----- Provided passage

If \(Lf\) gives net welfare from implementing a policy, can optimize worst-case welfare regret as advocated by Manski (see Yata (2021), Ishihara and Kitagawa (2021))
All of these criteria are increasing in \(\overline{\operatorname{bias}}_\mathcal{F}(w)^2\) and \(\operatorname{var}(\hat L)\). Thus, to find optimal weights \(w\):
For each \(B\ge 0\), solve \[ \min \operatorname{var}(\hat L) \quad\text{s.t.}\quad \overline{\operatorname{bias}}_\mathcal{F}(w) \le B \] where \[ \operatorname{var}(\hat L) = \sigma^2 w'w, \quad \overline{\operatorname{bias}}_\mathcal{F}(w) = \max_{f\in\mathcal{F}} \left| \sum_{i=1}^n w_i f(x_i) - Lf \right| \]
Find the \(B\) that minimizes the given criterion (CI length, MSE, welfare regret, etc.)
The resulting estimator is a minimax linear estimator: it is the linear estimator that minimizes worst-case performance.
There is a general formulation of Step 1 as a convex optimization problem (see Donoho (1994), Armstrong and Kolesár (2018)).
Interested in \(Lf=f(x_0)\) for some given \(x_0\). We’ll normalize \(x_0=0\) for notational convenience.
Assume that \(p\)th derivative of \(f(x)\) is bounded by \(C\).
When \(p=1\), this is a Lipschitz constraint: \[ \mathcal{F}_{\text{Lip}} = \{f: |f'(x)|\le C \text{ a.e.}\} \]
For simplicity, we’ll consider a relaxed version of this constraint used by Sacks and Ylvisaker (1978): \[ \mathcal{F}_{\text{SY},1} = \{f: |f(x)-f(0)|\le C |x| \text{ all }x\in\mathbb{R}\} \] (turns out the results are the same in this case).

----------

**Set problem**
Retype the part of the passage on minimax linear estimation starting at "All of these" and ending at "welfare regret, etc.)", word for word.

----- Collected data

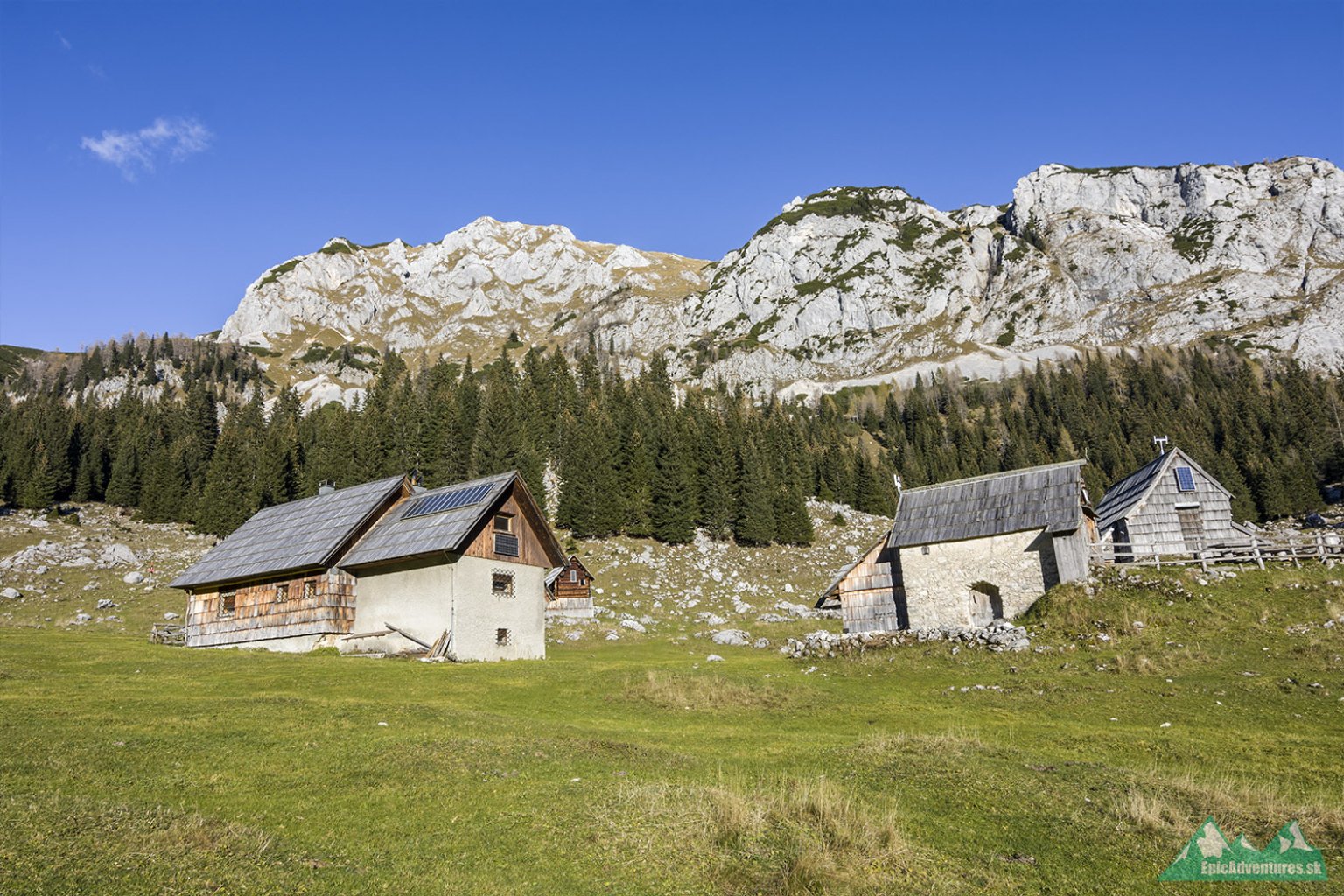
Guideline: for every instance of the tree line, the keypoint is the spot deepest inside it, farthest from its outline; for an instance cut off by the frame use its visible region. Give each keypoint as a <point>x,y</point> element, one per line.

----------

**Written solution**
All of these criteria are increasing in \(\overline{\operatorname{bias}}_\mathcal{F}(w)^2\) and \(\operatorname{var}(\hat L)\). Thus, to find optimal weights \(w\):
For each \(B\ge 0\), solve \[ \min \operatorname{var}(\hat L) \quad\text{s.t.}\quad \overline{\operatorname{bias}}_\mathcal{F}(w) \le B \] where \[ \operatorname{var}(\hat L) = \sigma^2 w'w, \quad \overline{\operatorname{bias}}_\mathcal{F}(w) = \max_{f\in\mathcal{F}} \left| \sum_{i=1}^n w_i f(x_i) - Lf \right| \]
Find the \(B\) that minimizes the given criterion (CI length, MSE, welfare regret, etc.)